▸ **Listed records**:
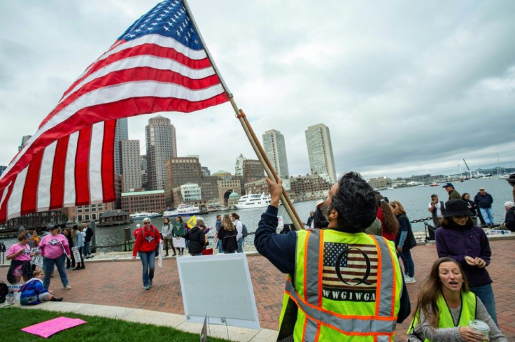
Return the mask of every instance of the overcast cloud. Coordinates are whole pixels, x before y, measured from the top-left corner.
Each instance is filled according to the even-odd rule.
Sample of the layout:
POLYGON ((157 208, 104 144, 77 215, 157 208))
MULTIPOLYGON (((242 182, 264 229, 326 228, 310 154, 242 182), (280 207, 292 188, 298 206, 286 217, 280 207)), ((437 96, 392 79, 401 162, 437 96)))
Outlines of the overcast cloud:
MULTIPOLYGON (((285 136, 309 172, 304 131, 329 127, 337 172, 367 177, 515 166, 515 1, 190 0, 222 77, 260 138, 285 136)), ((150 0, 0 2, 0 165, 150 0)), ((157 114, 129 119, 144 142, 157 114)), ((166 113, 180 156, 212 172, 256 159, 228 103, 166 113)), ((144 148, 143 149, 144 152, 144 148)))

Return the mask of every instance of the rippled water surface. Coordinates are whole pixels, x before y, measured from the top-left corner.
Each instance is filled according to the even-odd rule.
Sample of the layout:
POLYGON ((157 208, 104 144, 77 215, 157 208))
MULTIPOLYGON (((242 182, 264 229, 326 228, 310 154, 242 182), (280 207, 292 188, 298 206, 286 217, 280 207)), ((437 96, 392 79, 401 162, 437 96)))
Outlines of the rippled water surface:
MULTIPOLYGON (((455 188, 460 194, 468 192, 471 199, 478 192, 479 187, 484 187, 486 192, 493 197, 493 215, 495 222, 498 224, 504 221, 505 207, 504 204, 507 201, 512 201, 512 187, 509 186, 505 180, 501 179, 474 179, 465 180, 461 183, 453 183, 455 188)), ((389 200, 397 200, 404 206, 408 218, 410 220, 418 220, 430 217, 430 213, 428 211, 428 207, 430 201, 432 194, 437 194, 442 201, 446 201, 449 196, 441 184, 438 187, 411 187, 390 190, 383 190, 381 193, 389 200)), ((309 216, 309 212, 314 210, 316 201, 308 201, 305 202, 294 203, 293 206, 300 216, 300 218, 306 222, 309 216)), ((264 211, 264 208, 255 209, 244 209, 240 211, 218 211, 207 215, 199 215, 204 219, 206 225, 209 226, 215 225, 216 215, 229 214, 232 211, 237 211, 240 215, 240 220, 245 223, 249 232, 253 232, 258 228, 261 214, 264 211)), ((285 210, 281 206, 279 208, 279 215, 283 217, 285 222, 291 222, 285 210)), ((171 219, 172 222, 175 219, 171 219)), ((431 221, 430 220, 430 222, 431 221)), ((122 243, 124 238, 124 229, 129 227, 131 233, 136 227, 137 223, 141 224, 141 221, 134 221, 129 225, 113 226, 97 228, 97 245, 108 246, 119 245, 122 243)), ((157 227, 160 231, 163 223, 163 218, 157 218, 152 220, 152 223, 157 227)), ((413 224, 414 231, 424 231, 423 223, 413 224)), ((246 239, 246 243, 252 243, 253 235, 249 235, 246 239)), ((6 245, 9 246, 15 242, 15 239, 5 239, 6 245)), ((99 250, 106 252, 109 250, 120 250, 121 247, 101 248, 99 250)))

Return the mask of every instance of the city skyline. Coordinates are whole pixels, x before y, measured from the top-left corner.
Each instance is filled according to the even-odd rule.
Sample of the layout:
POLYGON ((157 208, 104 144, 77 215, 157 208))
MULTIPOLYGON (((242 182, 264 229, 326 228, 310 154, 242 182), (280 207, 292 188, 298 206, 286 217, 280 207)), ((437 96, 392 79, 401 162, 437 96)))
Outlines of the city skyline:
POLYGON ((336 183, 337 173, 329 127, 324 124, 314 124, 309 126, 304 134, 311 173, 327 174, 332 183, 336 183))
MULTIPOLYGON (((0 3, 0 164, 20 144, 7 130, 36 131, 85 68, 155 3, 0 3), (41 27, 53 29, 43 34, 41 27)), ((189 4, 254 131, 276 127, 288 137, 291 174, 309 173, 304 130, 320 122, 332 131, 337 173, 451 173, 463 158, 471 169, 515 165, 507 124, 515 108, 513 1, 316 6, 299 0, 278 1, 274 10, 266 1, 189 4), (242 29, 247 26, 253 29, 242 29)), ((178 141, 189 143, 181 155, 197 154, 213 170, 232 170, 239 153, 253 157, 229 104, 162 115, 181 127, 178 141)), ((144 141, 139 127, 149 116, 129 119, 130 138, 144 141)))
POLYGON ((175 127, 171 124, 170 119, 162 115, 148 119, 148 124, 145 126, 150 190, 164 189, 164 162, 171 157, 177 157, 175 132, 175 127))
POLYGON ((265 131, 262 135, 263 149, 279 178, 288 179, 290 171, 284 136, 276 129, 265 131))

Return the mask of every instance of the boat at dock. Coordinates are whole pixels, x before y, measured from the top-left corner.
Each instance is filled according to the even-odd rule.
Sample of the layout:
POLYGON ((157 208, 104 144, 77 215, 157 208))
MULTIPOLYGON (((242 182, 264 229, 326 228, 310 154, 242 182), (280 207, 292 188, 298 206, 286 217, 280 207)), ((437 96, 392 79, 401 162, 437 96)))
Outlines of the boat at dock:
POLYGON ((249 209, 251 208, 265 208, 270 204, 270 195, 265 195, 264 192, 259 194, 248 194, 239 198, 238 203, 234 204, 237 209, 249 209))
POLYGON ((191 216, 199 213, 200 213, 200 209, 198 206, 191 204, 181 204, 176 209, 163 211, 163 216, 175 218, 176 216, 191 216))
POLYGON ((129 215, 131 219, 134 220, 143 220, 145 218, 159 218, 160 216, 162 216, 162 214, 160 214, 159 213, 134 213, 134 214, 131 214, 129 215))

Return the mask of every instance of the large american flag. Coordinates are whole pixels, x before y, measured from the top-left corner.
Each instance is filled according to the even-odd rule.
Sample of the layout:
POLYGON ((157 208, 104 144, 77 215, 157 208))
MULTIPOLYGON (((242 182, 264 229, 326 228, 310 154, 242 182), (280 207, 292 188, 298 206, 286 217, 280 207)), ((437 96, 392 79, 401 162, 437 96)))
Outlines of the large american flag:
POLYGON ((181 1, 136 20, 77 78, 0 178, 0 223, 113 201, 116 119, 228 101, 181 1))
POLYGON ((375 245, 324 243, 323 271, 322 286, 325 288, 348 290, 374 290, 377 285, 377 249, 375 245), (367 260, 369 261, 371 272, 366 281, 367 260), (341 255, 338 260, 339 255, 341 255), (338 277, 337 262, 339 261, 340 274, 346 283, 338 277))

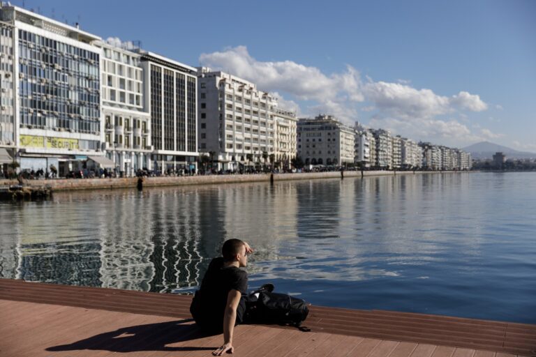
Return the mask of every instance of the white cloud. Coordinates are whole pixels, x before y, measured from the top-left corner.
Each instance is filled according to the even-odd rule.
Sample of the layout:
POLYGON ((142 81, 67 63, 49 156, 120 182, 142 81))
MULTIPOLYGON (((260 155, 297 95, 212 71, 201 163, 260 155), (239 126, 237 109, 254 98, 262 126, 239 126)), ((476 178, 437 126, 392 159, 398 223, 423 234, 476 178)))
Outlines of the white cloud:
POLYGON ((479 96, 466 91, 461 91, 456 96, 452 96, 449 101, 454 106, 471 112, 482 112, 488 109, 488 105, 480 99, 479 96))
POLYGON ((318 105, 313 109, 334 111, 325 112, 327 114, 352 114, 355 110, 348 109, 351 103, 364 100, 360 90, 359 73, 350 66, 342 73, 328 76, 315 67, 292 61, 257 61, 245 46, 202 54, 199 61, 213 70, 221 70, 251 81, 262 91, 283 91, 298 100, 316 102, 318 105))
POLYGON ((281 107, 296 108, 304 115, 325 113, 353 125, 359 113, 373 110, 369 126, 391 129, 417 139, 440 138, 466 143, 497 137, 487 129, 473 132, 460 122, 469 121, 464 112, 488 109, 479 96, 465 91, 447 96, 431 89, 414 88, 407 79, 375 82, 367 77, 363 81, 351 66, 341 73, 327 75, 318 68, 292 61, 258 61, 245 46, 202 54, 200 63, 255 83, 259 89, 276 94, 281 107), (302 113, 297 102, 283 98, 282 93, 297 101, 308 101, 308 107, 302 108, 302 113), (366 105, 359 108, 358 103, 362 102, 366 105), (454 114, 458 119, 438 118, 454 114))

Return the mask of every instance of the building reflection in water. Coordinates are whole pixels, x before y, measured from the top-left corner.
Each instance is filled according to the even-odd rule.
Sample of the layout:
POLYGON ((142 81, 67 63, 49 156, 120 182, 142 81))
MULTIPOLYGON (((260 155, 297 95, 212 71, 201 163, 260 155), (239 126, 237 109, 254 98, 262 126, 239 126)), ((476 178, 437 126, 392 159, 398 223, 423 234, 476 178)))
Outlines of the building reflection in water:
POLYGON ((482 236, 470 217, 460 213, 453 225, 438 215, 452 220, 463 211, 456 205, 466 204, 468 180, 432 174, 77 192, 3 204, 1 222, 13 224, 2 224, 0 276, 191 291, 223 243, 239 238, 256 250, 253 281, 282 271, 299 281, 396 277, 408 273, 401 267, 444 259, 453 241, 479 254, 479 238, 459 234, 482 236))

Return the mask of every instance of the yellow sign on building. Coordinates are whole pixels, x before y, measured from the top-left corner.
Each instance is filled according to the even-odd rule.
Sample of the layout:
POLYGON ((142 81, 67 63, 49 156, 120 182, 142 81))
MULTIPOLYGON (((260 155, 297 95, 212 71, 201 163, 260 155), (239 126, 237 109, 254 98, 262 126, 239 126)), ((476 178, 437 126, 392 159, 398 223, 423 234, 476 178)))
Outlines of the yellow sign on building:
POLYGON ((70 149, 71 150, 77 150, 80 147, 77 139, 35 135, 20 135, 20 146, 33 148, 70 149))

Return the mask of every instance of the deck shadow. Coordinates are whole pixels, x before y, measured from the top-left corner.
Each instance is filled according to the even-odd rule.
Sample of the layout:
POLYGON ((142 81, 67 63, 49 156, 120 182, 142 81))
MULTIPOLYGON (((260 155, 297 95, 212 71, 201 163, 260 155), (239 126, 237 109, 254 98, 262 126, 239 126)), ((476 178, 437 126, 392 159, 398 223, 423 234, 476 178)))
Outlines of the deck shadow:
POLYGON ((45 351, 104 350, 111 352, 135 352, 143 351, 198 351, 214 350, 218 347, 168 347, 168 344, 191 341, 207 335, 195 324, 193 319, 147 324, 124 327, 114 331, 99 333, 69 344, 47 347, 45 351))

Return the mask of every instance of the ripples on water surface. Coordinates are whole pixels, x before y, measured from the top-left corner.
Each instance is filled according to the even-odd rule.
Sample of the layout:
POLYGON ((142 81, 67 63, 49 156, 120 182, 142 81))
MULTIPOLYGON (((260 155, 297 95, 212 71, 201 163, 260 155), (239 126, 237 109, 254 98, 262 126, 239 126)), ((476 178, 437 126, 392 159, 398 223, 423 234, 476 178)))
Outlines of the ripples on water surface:
POLYGON ((536 323, 536 174, 57 193, 0 203, 0 276, 193 291, 223 242, 317 305, 536 323))

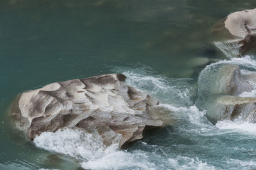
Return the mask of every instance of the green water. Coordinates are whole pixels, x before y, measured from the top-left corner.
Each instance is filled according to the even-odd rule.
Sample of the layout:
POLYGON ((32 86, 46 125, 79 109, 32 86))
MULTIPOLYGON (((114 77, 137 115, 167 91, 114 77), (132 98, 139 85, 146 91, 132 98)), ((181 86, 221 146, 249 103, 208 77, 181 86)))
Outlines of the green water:
POLYGON ((255 6, 254 0, 1 0, 0 169, 81 168, 80 160, 38 148, 14 131, 8 107, 27 90, 115 72, 183 116, 124 152, 145 166, 105 168, 256 168, 254 134, 219 129, 193 108, 201 70, 228 59, 212 43, 212 26, 255 6), (191 64, 198 57, 209 61, 191 64))

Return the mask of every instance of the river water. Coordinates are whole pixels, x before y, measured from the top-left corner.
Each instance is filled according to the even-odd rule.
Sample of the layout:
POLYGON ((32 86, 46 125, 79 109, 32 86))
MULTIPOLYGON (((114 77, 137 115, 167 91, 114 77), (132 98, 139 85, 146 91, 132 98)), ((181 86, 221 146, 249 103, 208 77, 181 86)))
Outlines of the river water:
POLYGON ((211 32, 230 13, 255 4, 255 0, 1 0, 0 169, 256 169, 256 125, 212 125, 195 105, 197 80, 206 65, 231 63, 255 70, 253 55, 227 57, 213 45, 211 32), (79 130, 43 133, 32 142, 12 128, 8 111, 18 94, 111 73, 125 74, 127 83, 156 97, 175 122, 126 150, 106 148, 100 139, 79 130))

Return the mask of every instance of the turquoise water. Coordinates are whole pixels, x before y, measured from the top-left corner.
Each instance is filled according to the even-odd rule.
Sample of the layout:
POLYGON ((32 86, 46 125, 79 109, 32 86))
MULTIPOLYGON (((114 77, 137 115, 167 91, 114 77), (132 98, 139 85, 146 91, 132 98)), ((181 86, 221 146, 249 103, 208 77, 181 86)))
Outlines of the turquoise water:
MULTIPOLYGON (((0 169, 256 169, 256 126, 213 125, 194 106, 200 72, 228 59, 212 43, 212 25, 255 5, 252 0, 1 1, 0 169), (193 62, 202 57, 200 64, 193 62), (79 152, 70 157, 73 148, 56 152, 44 145, 44 136, 33 143, 12 127, 8 112, 18 94, 116 72, 159 99, 177 122, 125 151, 102 150, 83 138, 96 146, 90 157, 79 152)), ((225 62, 255 67, 248 57, 225 62)))

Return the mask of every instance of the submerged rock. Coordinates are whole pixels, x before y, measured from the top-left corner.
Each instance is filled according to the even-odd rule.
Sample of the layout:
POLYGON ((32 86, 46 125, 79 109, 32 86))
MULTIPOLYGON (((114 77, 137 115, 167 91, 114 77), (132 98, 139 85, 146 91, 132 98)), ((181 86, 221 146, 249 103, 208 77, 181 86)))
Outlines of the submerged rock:
POLYGON ((244 55, 256 47, 256 9, 232 13, 212 31, 225 38, 215 45, 226 55, 244 55))
POLYGON ((256 97, 240 96, 253 90, 246 78, 237 65, 207 66, 198 79, 196 105, 207 110, 207 116, 212 123, 238 118, 256 123, 256 97))
POLYGON ((11 114, 31 139, 43 132, 81 128, 99 134, 104 143, 125 148, 163 122, 154 110, 159 102, 124 83, 122 74, 54 83, 21 94, 11 114))

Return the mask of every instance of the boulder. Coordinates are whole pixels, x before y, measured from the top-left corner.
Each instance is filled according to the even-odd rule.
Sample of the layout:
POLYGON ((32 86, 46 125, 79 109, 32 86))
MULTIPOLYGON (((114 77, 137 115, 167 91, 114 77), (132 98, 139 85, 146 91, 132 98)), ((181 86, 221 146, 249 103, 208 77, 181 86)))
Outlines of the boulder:
POLYGON ((159 102, 124 83, 122 74, 109 74, 54 83, 21 94, 12 117, 33 139, 43 132, 81 128, 100 135, 104 145, 120 148, 143 138, 163 122, 156 111, 159 102))
POLYGON ((245 55, 256 46, 256 8, 228 15, 212 31, 225 38, 225 41, 215 43, 225 53, 229 51, 232 55, 245 55))
POLYGON ((256 123, 256 97, 241 97, 253 87, 234 64, 212 64, 204 69, 198 79, 196 104, 207 111, 213 124, 218 120, 241 118, 256 123))

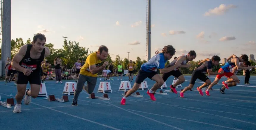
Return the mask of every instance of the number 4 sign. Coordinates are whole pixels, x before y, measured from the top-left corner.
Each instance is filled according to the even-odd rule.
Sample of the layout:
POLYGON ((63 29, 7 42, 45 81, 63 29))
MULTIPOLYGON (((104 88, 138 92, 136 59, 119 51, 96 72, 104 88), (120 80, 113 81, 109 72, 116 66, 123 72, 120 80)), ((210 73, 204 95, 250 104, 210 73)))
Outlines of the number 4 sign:
POLYGON ((64 86, 62 94, 68 95, 74 94, 77 88, 77 83, 75 82, 66 82, 64 86))

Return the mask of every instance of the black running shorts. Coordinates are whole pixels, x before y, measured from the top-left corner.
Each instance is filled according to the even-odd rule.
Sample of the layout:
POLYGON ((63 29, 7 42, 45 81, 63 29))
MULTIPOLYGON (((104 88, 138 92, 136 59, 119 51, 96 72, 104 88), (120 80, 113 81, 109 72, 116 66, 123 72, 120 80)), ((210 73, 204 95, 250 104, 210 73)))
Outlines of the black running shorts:
POLYGON ((30 84, 35 84, 41 85, 41 73, 40 71, 34 71, 28 76, 25 75, 23 72, 19 71, 18 72, 19 76, 17 80, 17 84, 27 84, 29 81, 30 84))

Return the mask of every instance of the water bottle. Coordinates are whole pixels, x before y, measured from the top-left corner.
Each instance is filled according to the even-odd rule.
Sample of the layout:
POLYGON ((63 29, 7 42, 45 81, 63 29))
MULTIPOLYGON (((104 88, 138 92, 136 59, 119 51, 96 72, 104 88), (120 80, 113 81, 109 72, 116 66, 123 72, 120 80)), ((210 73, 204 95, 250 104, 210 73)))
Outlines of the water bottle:
POLYGON ((13 94, 11 93, 11 94, 10 95, 10 98, 13 98, 13 94))

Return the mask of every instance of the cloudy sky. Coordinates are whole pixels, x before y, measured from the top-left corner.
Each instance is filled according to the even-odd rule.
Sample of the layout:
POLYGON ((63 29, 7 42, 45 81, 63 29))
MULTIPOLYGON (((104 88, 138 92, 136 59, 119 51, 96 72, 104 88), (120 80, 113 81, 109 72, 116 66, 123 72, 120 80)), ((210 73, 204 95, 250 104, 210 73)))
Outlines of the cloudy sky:
MULTIPOLYGON (((38 32, 62 47, 64 38, 113 58, 146 59, 146 0, 12 0, 12 39, 38 32)), ((168 45, 196 60, 255 53, 256 1, 152 0, 151 56, 168 45)), ((172 60, 172 59, 171 59, 172 60)))

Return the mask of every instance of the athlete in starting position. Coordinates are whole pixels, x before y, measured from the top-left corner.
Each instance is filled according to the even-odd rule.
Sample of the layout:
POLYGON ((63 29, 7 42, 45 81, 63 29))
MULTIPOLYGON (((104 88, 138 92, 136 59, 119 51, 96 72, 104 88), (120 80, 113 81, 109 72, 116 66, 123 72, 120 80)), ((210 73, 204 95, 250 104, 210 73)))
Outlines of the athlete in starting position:
POLYGON ((155 55, 148 62, 143 64, 139 70, 133 87, 132 89, 129 90, 126 94, 122 98, 121 104, 125 105, 126 98, 137 91, 141 82, 147 77, 156 82, 152 88, 147 92, 152 100, 156 100, 153 93, 153 91, 156 91, 164 83, 163 78, 157 72, 157 69, 159 69, 161 74, 168 73, 174 69, 175 68, 174 67, 165 68, 164 67, 167 60, 171 59, 176 52, 175 49, 172 46, 165 46, 163 48, 162 53, 155 55))
POLYGON ((239 62, 243 62, 248 61, 248 56, 246 55, 242 55, 239 57, 235 55, 232 55, 231 56, 227 59, 227 62, 224 66, 222 66, 221 68, 218 71, 218 72, 219 73, 222 71, 224 71, 224 73, 221 74, 218 74, 216 76, 214 81, 209 85, 208 88, 205 91, 206 95, 208 96, 210 95, 209 94, 209 90, 213 86, 217 84, 221 77, 223 76, 225 76, 230 78, 227 80, 223 81, 222 82, 222 84, 225 86, 225 87, 227 89, 228 89, 227 84, 229 83, 237 82, 240 83, 240 81, 239 80, 238 78, 236 75, 234 75, 234 74, 230 72, 230 70, 236 66, 238 69, 250 69, 254 68, 252 66, 250 66, 247 67, 241 66, 239 64, 239 62))
POLYGON ((21 112, 21 103, 24 95, 24 103, 27 105, 31 102, 31 96, 37 97, 41 86, 41 63, 45 57, 50 55, 49 48, 44 46, 46 38, 44 35, 38 33, 35 35, 32 44, 23 45, 13 57, 12 66, 18 71, 17 81, 18 92, 15 96, 17 103, 14 113, 21 112), (31 90, 26 90, 29 81, 31 90))
MULTIPOLYGON (((242 67, 247 67, 249 66, 250 66, 251 65, 251 62, 249 61, 244 62, 243 63, 239 62, 239 64, 240 64, 240 66, 242 67)), ((236 74, 238 72, 238 71, 241 70, 242 70, 242 69, 237 69, 237 67, 236 66, 235 66, 231 69, 230 70, 230 72, 236 75, 236 74)), ((230 79, 230 78, 227 78, 228 80, 230 79)), ((227 84, 227 86, 229 87, 235 86, 236 86, 236 84, 237 84, 237 82, 231 82, 228 83, 227 84)), ((225 87, 225 85, 223 84, 222 85, 222 87, 220 89, 220 91, 221 93, 225 93, 224 91, 225 88, 226 87, 225 87)))
POLYGON ((201 89, 208 86, 211 83, 209 78, 205 74, 206 72, 207 72, 209 75, 221 74, 224 73, 223 71, 218 73, 212 72, 212 69, 213 66, 218 65, 220 60, 221 58, 217 56, 214 56, 212 58, 211 60, 209 58, 207 58, 201 61, 201 63, 205 62, 193 71, 191 79, 190 80, 190 83, 188 86, 185 87, 183 90, 180 92, 179 93, 180 97, 181 98, 184 97, 184 92, 193 88, 195 85, 196 81, 197 79, 205 82, 201 86, 196 88, 196 89, 199 91, 200 94, 202 96, 204 94, 201 89))

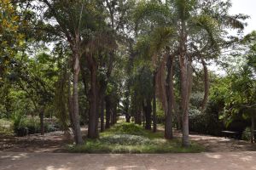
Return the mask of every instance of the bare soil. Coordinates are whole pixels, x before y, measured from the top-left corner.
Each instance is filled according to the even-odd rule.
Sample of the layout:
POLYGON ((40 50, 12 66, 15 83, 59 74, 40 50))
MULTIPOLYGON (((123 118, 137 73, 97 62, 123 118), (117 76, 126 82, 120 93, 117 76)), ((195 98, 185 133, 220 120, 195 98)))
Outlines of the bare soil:
MULTIPOLYGON (((85 128, 82 128, 82 133, 84 137, 86 131, 85 128)), ((181 133, 177 131, 175 131, 174 135, 181 137, 181 133)), ((256 144, 252 144, 247 141, 201 134, 191 134, 190 139, 192 142, 203 145, 207 152, 256 151, 256 144)), ((21 138, 0 135, 0 151, 67 152, 67 145, 73 144, 73 142, 72 136, 67 136, 61 131, 49 133, 44 136, 33 134, 21 138)))

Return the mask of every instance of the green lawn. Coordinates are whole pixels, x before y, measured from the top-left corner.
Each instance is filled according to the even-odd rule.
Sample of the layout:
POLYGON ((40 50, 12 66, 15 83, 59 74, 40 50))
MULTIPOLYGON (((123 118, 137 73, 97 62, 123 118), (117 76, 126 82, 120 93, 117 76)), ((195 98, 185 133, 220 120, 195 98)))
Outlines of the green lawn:
POLYGON ((162 131, 153 133, 133 123, 118 123, 102 133, 99 139, 85 139, 83 145, 69 145, 71 152, 79 153, 195 153, 204 148, 192 143, 181 147, 181 139, 166 140, 162 131))
POLYGON ((0 119, 0 134, 11 135, 13 134, 13 122, 5 119, 0 119))

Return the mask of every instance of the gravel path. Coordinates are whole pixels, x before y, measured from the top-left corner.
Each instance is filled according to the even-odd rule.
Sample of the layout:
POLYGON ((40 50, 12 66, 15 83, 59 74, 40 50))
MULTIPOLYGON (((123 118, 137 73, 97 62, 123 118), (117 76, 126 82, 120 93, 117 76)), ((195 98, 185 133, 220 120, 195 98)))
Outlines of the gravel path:
MULTIPOLYGON (((82 128, 83 134, 86 134, 86 128, 82 128)), ((181 137, 179 132, 175 131, 174 136, 181 137)), ((201 134, 189 135, 190 139, 206 148, 207 152, 232 152, 232 151, 256 151, 256 144, 242 140, 213 137, 201 134)), ((53 132, 44 136, 35 134, 22 138, 1 137, 0 151, 11 152, 67 152, 66 145, 72 144, 71 136, 66 136, 63 132, 53 132)))
POLYGON ((256 152, 88 155, 0 152, 0 170, 255 170, 256 152))

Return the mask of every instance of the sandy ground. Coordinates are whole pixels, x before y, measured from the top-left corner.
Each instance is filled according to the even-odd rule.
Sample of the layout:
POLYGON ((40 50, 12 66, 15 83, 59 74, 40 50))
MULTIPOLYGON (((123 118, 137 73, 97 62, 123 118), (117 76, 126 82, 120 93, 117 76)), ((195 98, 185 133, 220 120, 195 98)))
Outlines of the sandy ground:
MULTIPOLYGON (((83 129, 85 134, 86 129, 83 129)), ((181 133, 175 132, 175 136, 181 133)), ((62 132, 0 139, 0 170, 256 170, 256 145, 207 135, 190 135, 206 147, 198 154, 70 154, 62 132), (60 153, 62 152, 62 153, 60 153)))
POLYGON ((88 155, 0 152, 0 170, 255 170, 256 152, 88 155))
MULTIPOLYGON (((82 128, 83 134, 86 134, 86 128, 82 128)), ((175 131, 174 136, 180 137, 181 133, 175 131)), ((213 137, 207 135, 192 134, 190 139, 206 148, 207 152, 232 152, 232 151, 256 151, 256 144, 249 142, 213 137)), ((66 146, 72 144, 71 137, 57 131, 46 133, 18 137, 0 137, 0 151, 10 152, 67 152, 66 146)))

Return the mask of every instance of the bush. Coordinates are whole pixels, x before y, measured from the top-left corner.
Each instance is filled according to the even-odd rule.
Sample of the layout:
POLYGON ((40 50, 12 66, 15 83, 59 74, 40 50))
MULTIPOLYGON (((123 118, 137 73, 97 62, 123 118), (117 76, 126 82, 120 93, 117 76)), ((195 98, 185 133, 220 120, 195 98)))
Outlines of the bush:
POLYGON ((112 130, 114 130, 117 134, 143 135, 145 133, 143 127, 134 123, 118 124, 112 130))
POLYGON ((9 120, 0 119, 0 133, 12 134, 13 133, 13 122, 9 120))
MULTIPOLYGON (((38 117, 25 117, 22 115, 15 115, 14 120, 14 132, 19 136, 39 133, 41 132, 40 120, 38 117)), ((44 133, 58 130, 55 122, 44 121, 44 133)))
POLYGON ((241 139, 242 140, 247 140, 247 141, 250 141, 251 140, 251 128, 247 127, 242 132, 241 139))
POLYGON ((148 138, 131 134, 115 134, 113 136, 102 137, 101 141, 109 144, 113 144, 125 145, 142 145, 153 144, 148 138))
POLYGON ((222 129, 224 123, 218 119, 218 112, 207 110, 201 113, 195 108, 189 109, 189 131, 219 136, 222 129))

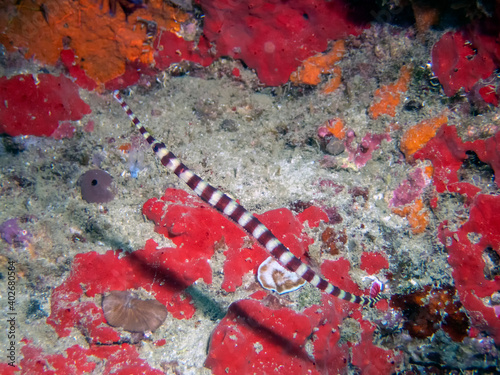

▸ **Problem**:
Pull out every line of the records that contains the string "large". Case counts.

▸ **Problem solution**:
Return the mask of every instance of the large american flag. Coordinates are whole pixels, x before y, measured from the top-left corner.
Outlines of the large american flag:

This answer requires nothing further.